## EXTRACT PROVIDED
****************
Whether you realize it or not one of the biggest threats to your personal security is your computer. And the Obama administration is bringing to light the fact that they believe, and you should too, that one of the biggest security threats to national security is also your computer.

The message is “Think before you click. Know who’s on the other side of that instant message. What you say or do in cyberspace stays in cyberspace — for many to see, steal and use against you or your government.”

The Internet, and the power it has in contrast to the security it doesn’t, is incredible. We have never seen something so powerful bring people together, educating, informing and making life easier but it’s also used to hurt, scam and debilitate in so many ways.

As reported in the Associated Press, the Pentagon’s computer systems are probed 360 million times a day, and one prominent power company has acknowledged that its networks see up to 70,000 scans a day.

Utilities, banks, retailers and just about every computer network are faced with attacks each day. Many of these hacks are insignificant. However many are with intent to commit crimes such as espionage, stealing financial data or destroying information.

The criminal hackers could be cyber terrorists trying to destroy the U.S. or its economy, malfeasance simply trying to wreak havoc for the sake of it, or opportunists looking to make a profit.

The US is a prime target for many reasons. The most obvious is we’ve made mistakes that have many in the world hating us. Then there is our financial system that’s wide open and lends credit to anyone with a Social Security number instantly checking and approving credit. And of course credit card security is an oxymoron because anyone any time can use anyone’s credit card present or non present. We have a bull’s-eye on us and we put it there.
****************
## REQUIRED TASK A
According to the piece on computer security, how many times a day are the Pentagon's computer systems probed?

## PROVIDED DATA
****************
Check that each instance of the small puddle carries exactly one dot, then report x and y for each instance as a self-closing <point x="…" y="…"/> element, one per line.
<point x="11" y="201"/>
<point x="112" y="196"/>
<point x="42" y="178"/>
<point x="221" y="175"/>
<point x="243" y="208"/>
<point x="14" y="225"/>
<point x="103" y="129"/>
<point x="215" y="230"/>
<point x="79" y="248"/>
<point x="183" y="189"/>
****************
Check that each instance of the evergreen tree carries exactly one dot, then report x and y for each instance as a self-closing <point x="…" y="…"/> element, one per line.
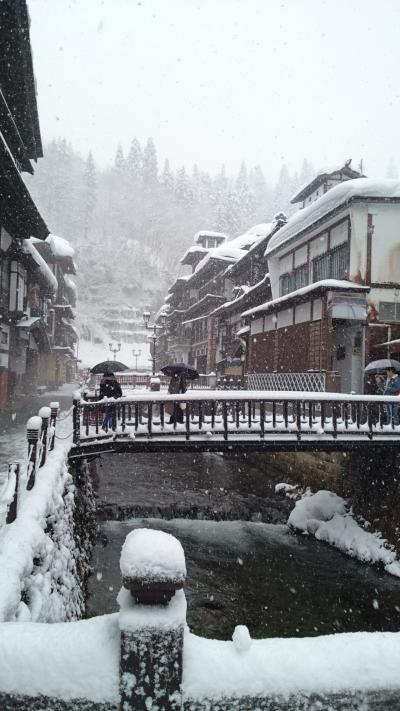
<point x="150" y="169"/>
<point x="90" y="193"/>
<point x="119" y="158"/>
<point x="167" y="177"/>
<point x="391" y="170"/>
****************
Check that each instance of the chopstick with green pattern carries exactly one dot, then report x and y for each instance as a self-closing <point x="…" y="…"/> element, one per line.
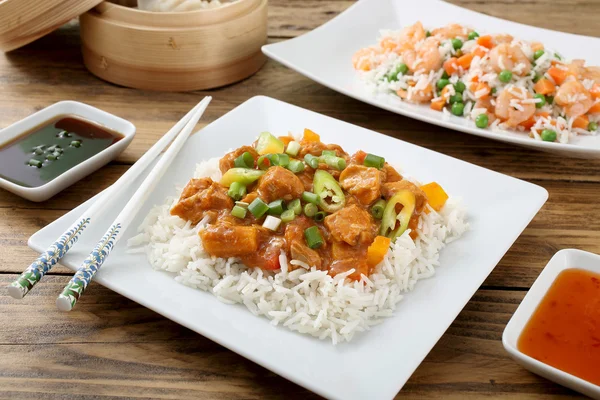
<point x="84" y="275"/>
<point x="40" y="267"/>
****************
## REQUIRED TASK B
List every line in the entries that contains the string "closing", treating uppercase and lowercase as different.

## EXERCISE SOLUTION A
360 million times a day.

## EXERCISE SOLUTION B
Check that each instance of the small puddle carries exactly one dot, then report x and y for each instance as a self-closing <point x="…" y="…"/> element, one per line.
Check that each instance of the evergreen tree carries exactly one dot, then report x and y for each instance as a self-closing <point x="…" y="…"/> element, one per line.
Check that each instance of the chopstick with green pattern carries exactly one dot, then report x and y for each instance as a self-closing <point x="…" y="…"/> element, one per line.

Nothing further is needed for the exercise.